### HOW TO COMPLETE THIS TASK
In the entries that follow, find the line containing "Where can the blue painted" and the line containing "Target: black lower body cladding", then retype exactly the lines from the first through the second, pictures excluded.

Photo-based referring expression data

╔══

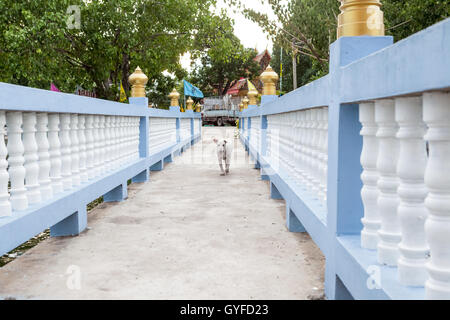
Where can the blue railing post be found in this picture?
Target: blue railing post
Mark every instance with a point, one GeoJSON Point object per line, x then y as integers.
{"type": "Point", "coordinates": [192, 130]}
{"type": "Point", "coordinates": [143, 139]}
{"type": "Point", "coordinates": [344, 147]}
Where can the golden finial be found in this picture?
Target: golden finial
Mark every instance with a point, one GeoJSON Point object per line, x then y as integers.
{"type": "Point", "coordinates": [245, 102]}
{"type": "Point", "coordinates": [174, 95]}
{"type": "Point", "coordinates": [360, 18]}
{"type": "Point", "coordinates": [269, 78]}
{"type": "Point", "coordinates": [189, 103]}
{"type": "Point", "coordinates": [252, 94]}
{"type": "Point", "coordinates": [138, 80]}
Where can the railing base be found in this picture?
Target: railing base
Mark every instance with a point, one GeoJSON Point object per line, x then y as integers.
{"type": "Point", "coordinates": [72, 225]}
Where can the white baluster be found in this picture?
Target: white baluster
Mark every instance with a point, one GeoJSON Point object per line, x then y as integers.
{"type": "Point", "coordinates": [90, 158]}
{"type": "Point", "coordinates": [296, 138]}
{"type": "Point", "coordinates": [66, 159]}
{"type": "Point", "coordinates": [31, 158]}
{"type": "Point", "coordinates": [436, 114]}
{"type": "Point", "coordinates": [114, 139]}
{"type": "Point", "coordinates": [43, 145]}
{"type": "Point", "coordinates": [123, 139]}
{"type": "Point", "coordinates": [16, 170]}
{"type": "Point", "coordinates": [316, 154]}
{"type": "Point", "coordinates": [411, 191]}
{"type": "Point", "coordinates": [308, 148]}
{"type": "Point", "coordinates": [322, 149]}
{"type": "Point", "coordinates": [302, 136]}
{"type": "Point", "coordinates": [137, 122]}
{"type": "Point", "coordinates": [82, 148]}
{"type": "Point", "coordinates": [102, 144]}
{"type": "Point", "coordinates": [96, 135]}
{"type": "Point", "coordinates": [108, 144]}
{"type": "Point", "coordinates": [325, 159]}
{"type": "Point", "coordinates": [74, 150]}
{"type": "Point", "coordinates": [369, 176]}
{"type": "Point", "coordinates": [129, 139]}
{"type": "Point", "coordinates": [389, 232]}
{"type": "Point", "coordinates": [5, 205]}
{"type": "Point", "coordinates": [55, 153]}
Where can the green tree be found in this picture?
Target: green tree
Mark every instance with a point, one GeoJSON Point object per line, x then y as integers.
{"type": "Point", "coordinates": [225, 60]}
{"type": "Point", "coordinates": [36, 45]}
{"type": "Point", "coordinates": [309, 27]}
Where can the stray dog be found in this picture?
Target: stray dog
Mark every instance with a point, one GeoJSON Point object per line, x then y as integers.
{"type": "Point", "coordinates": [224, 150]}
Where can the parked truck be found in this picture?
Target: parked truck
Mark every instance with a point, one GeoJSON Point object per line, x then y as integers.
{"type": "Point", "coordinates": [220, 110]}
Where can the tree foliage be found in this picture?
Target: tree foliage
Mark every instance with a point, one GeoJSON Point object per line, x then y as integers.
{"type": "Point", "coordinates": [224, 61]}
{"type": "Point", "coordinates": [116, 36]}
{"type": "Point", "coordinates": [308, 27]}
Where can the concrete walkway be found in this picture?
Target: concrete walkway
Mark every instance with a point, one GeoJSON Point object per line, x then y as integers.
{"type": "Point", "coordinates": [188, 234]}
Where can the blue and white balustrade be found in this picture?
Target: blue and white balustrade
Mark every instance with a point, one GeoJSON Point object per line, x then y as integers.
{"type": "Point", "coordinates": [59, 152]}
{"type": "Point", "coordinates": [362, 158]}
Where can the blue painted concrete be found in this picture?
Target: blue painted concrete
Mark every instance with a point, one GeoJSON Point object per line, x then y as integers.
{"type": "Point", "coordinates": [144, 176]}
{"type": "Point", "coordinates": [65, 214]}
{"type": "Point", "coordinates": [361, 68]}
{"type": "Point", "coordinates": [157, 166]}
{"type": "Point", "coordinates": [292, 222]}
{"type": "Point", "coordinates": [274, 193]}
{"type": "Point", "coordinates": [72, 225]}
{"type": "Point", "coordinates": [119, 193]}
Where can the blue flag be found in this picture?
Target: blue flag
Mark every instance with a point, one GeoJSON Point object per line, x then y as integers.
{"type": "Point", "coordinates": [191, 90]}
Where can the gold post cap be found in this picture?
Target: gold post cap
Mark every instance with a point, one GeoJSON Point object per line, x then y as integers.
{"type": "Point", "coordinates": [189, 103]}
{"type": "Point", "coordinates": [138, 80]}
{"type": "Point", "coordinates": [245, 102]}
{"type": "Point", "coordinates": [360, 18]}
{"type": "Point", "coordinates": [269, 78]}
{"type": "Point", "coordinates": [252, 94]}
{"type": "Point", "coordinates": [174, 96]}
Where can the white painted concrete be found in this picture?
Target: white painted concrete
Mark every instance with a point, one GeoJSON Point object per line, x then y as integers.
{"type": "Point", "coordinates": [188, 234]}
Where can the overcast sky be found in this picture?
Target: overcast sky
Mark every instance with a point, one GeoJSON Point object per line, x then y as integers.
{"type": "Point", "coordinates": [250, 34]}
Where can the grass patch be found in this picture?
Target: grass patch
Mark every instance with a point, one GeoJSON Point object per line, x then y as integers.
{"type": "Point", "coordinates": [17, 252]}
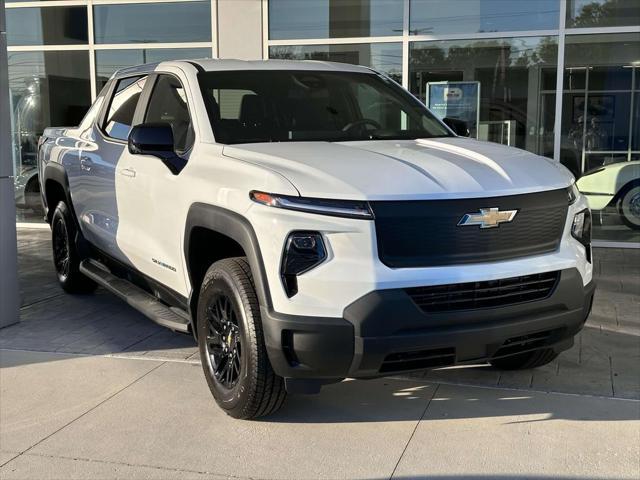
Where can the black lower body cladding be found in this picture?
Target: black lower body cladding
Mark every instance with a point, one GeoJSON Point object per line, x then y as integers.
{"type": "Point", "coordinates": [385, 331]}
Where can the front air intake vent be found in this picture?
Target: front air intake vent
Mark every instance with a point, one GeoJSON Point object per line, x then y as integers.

╚══

### YOUR RESPONSE
Where can the blue painted concrete be found in this picture?
Target: blue painted concrete
Mark every instance with a point, one GeoJSON Point object per line, x then y as integers.
{"type": "Point", "coordinates": [144, 176]}
{"type": "Point", "coordinates": [65, 214]}
{"type": "Point", "coordinates": [361, 68]}
{"type": "Point", "coordinates": [157, 166]}
{"type": "Point", "coordinates": [292, 222]}
{"type": "Point", "coordinates": [274, 193]}
{"type": "Point", "coordinates": [72, 225]}
{"type": "Point", "coordinates": [119, 193]}
Where can the blue flag be found in this picture?
Target: blue flag
Mark every instance with a point, one GeoJSON Point object per line, x then y as integers.
{"type": "Point", "coordinates": [191, 90]}
Where can the gold post cap be found in this picture?
Target: gold post cap
Mark every instance with a point, one GeoJSON Point object per line, x then y as integers.
{"type": "Point", "coordinates": [189, 103]}
{"type": "Point", "coordinates": [138, 80]}
{"type": "Point", "coordinates": [245, 102]}
{"type": "Point", "coordinates": [360, 18]}
{"type": "Point", "coordinates": [269, 78]}
{"type": "Point", "coordinates": [252, 94]}
{"type": "Point", "coordinates": [174, 96]}
Where can the white painted concrete be found in this picture?
Target: white painted concrete
Mark every instance with a point, one GeoJSON Point object per line, x then y as integers.
{"type": "Point", "coordinates": [188, 234]}
Where can the overcast sky be found in this picture?
Target: overcast sky
Mark every instance with a point, one GeoJSON Point object per line, x then y as integers.
{"type": "Point", "coordinates": [250, 34]}
Where can the grass patch be found in this picture?
Target: grass patch
Mark every instance with a point, one GeoJSON Point object per line, x then y as integers.
{"type": "Point", "coordinates": [17, 252]}
Where can the black lower body cladding be found in this picture?
Target: black lower body cladding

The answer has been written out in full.